**AIM 1**
Can you return the passage of the article on Arkansas poultry workers starting at "ILCA, First Place, Best" and ending at "other chicken titans.", copied word for word?

**SUPPLIED PASSAGE**
*-*-*
ILCA, First Place, Best News Story
Last week in Springdale, Ark., Tyson Foods delivered the good news to shareholders at their annual meeting that 2015 was a banner year for the corporation. The world’s largest poultry processing company saw its net income soar by 49 percent.
On the same day, a new report from the Northwest Arkansas Workers’ Justice Center (NWAWJC) painted a much less rosy picture of the conditions and everyday struggles that face the poultry workers who made all this money for Tyson and the other chicken titans.
Arkansas is home to 28,000 poultry workers who produce more than a tenth of the nation’s broiler hens. In addition to a wide variety of meat products found at Walmart, Kroger, and other grocery stores across the country, the poultry produced by these workers also supplies KFC, McDonald’s, Wendy’s, Burger King, and Taco Bell. Every day, their products feed millions of Americans.
The poultry workforce in Arkansas is multicultural and multinational. White workers make up a large share; in addition, 33 percent are Latino, 17 percent are African-American, and six percent are Asian. The industry is also the largest employer of the Marshallese community in the state, with one recent study finding that up to three-quarters of Marshall Islands immigrants had worked for one of three major poultry companies.
What makes the Workers’ Justice Center’s report especially engaging is its extensive use of perspectives recorded from over 500 poultry workers themselves. Collectively, their words fill in the picture of what really goes on inside this huge industry.
Working in the poultry plants is tough: cutting, deboning, and hanging thousands of chickens as they speed past you down the line. It’s repetitive, it’s messy, and the pressure is always on to work faster. For all this, the poultry workers earn on average $28,792 – at least that’s what the average would be if 62 percent of them didn’t face wage theft.
*-*-*
**MATERIAL SHOWN**
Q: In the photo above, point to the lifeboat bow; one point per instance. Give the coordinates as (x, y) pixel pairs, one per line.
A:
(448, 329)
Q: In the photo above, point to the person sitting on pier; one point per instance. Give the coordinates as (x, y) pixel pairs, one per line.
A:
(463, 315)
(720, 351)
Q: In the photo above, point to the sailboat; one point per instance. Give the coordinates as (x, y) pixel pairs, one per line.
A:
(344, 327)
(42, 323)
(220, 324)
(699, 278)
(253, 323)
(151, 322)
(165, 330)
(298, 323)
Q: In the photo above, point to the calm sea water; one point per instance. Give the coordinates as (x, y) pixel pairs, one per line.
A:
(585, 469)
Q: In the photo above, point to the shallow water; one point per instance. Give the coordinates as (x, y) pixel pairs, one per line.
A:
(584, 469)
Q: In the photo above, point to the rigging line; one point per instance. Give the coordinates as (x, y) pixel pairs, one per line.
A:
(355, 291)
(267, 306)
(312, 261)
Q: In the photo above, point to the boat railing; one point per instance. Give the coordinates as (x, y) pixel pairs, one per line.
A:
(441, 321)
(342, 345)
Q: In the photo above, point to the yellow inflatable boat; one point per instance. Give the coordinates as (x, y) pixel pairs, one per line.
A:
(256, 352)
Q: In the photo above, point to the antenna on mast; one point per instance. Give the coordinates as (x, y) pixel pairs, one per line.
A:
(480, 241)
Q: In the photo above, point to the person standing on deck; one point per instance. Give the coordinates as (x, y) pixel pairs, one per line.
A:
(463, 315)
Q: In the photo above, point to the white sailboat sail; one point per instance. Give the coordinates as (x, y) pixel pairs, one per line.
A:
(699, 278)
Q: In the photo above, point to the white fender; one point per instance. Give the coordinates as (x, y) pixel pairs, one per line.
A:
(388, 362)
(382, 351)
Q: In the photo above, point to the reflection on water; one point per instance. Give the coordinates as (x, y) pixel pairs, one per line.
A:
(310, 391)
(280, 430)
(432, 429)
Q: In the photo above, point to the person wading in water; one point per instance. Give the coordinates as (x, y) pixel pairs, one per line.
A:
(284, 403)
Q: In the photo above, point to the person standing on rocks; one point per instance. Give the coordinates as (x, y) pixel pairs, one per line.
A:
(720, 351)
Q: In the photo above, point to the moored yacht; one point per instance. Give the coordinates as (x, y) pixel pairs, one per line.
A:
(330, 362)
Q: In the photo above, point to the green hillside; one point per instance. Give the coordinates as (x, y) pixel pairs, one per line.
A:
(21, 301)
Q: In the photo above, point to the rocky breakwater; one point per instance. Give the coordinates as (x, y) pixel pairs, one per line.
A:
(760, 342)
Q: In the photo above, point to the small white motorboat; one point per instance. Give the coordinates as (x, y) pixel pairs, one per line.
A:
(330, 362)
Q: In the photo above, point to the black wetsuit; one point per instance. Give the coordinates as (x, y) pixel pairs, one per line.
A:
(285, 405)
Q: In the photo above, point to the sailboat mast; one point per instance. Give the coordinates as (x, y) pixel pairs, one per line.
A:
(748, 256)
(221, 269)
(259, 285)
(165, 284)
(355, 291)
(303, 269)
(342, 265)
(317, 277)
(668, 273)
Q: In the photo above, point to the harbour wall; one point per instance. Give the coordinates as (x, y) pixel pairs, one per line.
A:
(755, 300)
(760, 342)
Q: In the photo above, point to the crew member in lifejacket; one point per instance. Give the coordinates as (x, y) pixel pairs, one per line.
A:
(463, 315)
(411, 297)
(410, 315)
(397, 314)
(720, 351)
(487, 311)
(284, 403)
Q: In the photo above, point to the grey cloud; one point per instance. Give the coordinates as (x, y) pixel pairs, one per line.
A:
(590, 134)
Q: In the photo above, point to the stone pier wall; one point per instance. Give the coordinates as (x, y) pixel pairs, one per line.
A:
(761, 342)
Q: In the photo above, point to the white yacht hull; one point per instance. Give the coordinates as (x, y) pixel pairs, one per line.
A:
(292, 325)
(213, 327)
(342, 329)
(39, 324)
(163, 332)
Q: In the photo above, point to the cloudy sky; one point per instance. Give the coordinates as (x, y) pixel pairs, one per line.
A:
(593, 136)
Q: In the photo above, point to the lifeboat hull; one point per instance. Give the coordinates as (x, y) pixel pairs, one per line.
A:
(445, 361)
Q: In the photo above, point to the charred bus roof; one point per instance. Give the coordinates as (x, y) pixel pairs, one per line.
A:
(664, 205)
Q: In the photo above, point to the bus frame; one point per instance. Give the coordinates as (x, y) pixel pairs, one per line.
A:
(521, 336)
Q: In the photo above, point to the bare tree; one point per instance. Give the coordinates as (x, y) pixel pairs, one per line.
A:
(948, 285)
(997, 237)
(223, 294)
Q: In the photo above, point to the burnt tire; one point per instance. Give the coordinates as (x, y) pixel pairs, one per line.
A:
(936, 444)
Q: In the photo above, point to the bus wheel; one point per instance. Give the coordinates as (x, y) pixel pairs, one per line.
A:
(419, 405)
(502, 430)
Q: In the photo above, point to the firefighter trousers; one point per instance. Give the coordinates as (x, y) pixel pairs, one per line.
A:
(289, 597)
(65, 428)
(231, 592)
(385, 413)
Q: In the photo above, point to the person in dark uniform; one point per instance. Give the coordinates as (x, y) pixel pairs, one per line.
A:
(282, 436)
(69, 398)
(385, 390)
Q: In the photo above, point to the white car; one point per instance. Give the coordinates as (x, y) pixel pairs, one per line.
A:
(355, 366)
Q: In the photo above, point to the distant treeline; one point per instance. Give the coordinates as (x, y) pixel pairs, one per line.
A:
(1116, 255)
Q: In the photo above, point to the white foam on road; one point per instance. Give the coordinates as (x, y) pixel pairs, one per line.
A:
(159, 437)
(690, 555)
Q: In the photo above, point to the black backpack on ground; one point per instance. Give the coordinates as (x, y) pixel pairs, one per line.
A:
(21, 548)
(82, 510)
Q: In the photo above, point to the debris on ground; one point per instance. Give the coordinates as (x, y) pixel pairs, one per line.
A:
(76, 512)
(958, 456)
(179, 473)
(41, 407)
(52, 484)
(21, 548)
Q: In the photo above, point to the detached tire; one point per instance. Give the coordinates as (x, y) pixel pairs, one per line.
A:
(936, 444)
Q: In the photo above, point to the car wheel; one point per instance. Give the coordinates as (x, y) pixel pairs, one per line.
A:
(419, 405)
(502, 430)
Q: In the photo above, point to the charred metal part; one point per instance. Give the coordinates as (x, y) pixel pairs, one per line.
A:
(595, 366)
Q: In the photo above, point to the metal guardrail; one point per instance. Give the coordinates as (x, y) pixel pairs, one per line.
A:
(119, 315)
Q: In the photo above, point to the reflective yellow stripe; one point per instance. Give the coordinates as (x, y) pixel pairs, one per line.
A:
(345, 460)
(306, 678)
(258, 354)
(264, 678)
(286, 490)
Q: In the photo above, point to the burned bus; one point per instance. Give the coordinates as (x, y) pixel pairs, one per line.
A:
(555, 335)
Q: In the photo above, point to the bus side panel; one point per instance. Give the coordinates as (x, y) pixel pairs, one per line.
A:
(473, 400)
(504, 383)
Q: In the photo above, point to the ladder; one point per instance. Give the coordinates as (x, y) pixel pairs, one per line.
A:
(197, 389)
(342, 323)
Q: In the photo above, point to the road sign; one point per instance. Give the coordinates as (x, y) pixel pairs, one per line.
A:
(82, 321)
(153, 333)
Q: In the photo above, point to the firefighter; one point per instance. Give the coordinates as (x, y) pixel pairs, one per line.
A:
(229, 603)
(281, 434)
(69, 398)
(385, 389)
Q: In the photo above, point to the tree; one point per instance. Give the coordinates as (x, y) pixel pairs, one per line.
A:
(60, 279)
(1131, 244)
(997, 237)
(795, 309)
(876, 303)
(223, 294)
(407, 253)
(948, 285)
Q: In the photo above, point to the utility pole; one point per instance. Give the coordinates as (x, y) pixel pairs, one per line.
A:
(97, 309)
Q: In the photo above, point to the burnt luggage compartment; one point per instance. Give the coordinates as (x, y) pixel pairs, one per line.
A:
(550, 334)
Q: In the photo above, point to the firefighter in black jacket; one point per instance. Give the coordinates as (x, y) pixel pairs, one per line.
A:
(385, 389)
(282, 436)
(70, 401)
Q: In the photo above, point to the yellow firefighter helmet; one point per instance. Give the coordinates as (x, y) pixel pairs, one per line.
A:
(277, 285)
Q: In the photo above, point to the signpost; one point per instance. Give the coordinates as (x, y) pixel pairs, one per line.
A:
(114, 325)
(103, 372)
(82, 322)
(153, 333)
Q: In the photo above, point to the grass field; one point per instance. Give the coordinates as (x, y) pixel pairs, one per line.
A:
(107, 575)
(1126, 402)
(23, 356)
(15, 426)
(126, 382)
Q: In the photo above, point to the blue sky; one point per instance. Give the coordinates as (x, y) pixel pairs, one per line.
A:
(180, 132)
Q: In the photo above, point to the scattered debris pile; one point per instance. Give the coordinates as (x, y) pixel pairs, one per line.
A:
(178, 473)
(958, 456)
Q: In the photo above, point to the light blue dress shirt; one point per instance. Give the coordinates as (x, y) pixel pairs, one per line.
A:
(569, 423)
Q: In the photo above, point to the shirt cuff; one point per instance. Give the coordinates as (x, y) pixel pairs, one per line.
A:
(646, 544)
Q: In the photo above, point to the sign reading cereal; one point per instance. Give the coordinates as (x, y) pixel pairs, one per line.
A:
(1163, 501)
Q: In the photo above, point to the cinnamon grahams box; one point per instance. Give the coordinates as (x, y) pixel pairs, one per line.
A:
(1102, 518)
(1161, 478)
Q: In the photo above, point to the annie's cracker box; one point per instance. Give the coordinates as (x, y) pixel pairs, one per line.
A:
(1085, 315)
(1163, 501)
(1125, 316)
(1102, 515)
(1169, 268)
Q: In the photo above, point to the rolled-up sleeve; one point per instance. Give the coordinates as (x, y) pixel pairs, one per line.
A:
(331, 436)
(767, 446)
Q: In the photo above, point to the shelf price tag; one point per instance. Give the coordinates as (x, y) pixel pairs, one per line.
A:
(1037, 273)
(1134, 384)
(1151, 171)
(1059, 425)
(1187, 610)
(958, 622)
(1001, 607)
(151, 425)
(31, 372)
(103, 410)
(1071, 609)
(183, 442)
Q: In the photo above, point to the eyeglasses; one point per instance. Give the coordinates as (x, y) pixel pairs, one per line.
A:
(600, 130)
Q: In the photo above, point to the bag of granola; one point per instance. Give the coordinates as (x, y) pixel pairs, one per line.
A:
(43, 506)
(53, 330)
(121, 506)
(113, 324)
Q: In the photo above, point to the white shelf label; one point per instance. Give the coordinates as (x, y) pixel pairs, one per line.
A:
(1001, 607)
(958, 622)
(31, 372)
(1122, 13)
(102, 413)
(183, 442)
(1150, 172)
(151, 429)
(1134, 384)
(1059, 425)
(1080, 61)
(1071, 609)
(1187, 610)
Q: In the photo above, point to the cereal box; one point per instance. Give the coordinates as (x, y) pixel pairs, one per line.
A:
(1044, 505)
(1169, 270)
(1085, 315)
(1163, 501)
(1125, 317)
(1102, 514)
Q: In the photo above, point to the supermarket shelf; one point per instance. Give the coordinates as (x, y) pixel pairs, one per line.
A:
*-*-*
**AIM 2**
Could you give back the lines of the entries starting at the line that contains "Q: In the photo above, point to the eyeglasses;" and ending at the final line of the entries, with "granola" substituted by "muesli" and nothing else altered?

**TASK OUTPUT 1**
ILCA, First Place, Best News Story
Last week in Springdale, Ark., Tyson Foods delivered the good news to shareholders at their annual meeting that 2015 was a banner year for the corporation. The world’s largest poultry processing company saw its net income soar by 49 percent.
On the same day, a new report from the Northwest Arkansas Workers’ Justice Center (NWAWJC) painted a much less rosy picture of the conditions and everyday struggles that face the poultry workers who made all this money for Tyson and the other chicken titans.

**TASK OUTPUT 2**
Q: In the photo above, point to the eyeglasses; one point per instance. Give the coordinates as (x, y) pixel pairs, one per line.
A:
(600, 130)
Q: In the photo above, point to the bag of muesli; one point per instance. Give the coordinates as (x, y) pixel pairs, one per line.
A:
(43, 506)
(53, 330)
(121, 506)
(113, 324)
Q: In the photo above, point to the white shelf label; one point per instance. Give the coordinates as (x, y) pixel pairs, one per line.
A:
(1001, 607)
(958, 622)
(31, 372)
(1122, 13)
(102, 413)
(183, 442)
(1150, 172)
(151, 429)
(1134, 384)
(1059, 425)
(1080, 61)
(1071, 609)
(1187, 610)
Q: In the photo above, point to the cereal box; one point per instance. Give the coordinates as (x, y) pixel pairs, one per line.
A:
(1044, 505)
(1169, 270)
(1085, 315)
(1163, 501)
(1125, 317)
(1102, 514)
Q: In the photo above, point to the supermarket shelf; one point per instance. Give the coordinates as (x, y) pixel pairs, one per line.
A:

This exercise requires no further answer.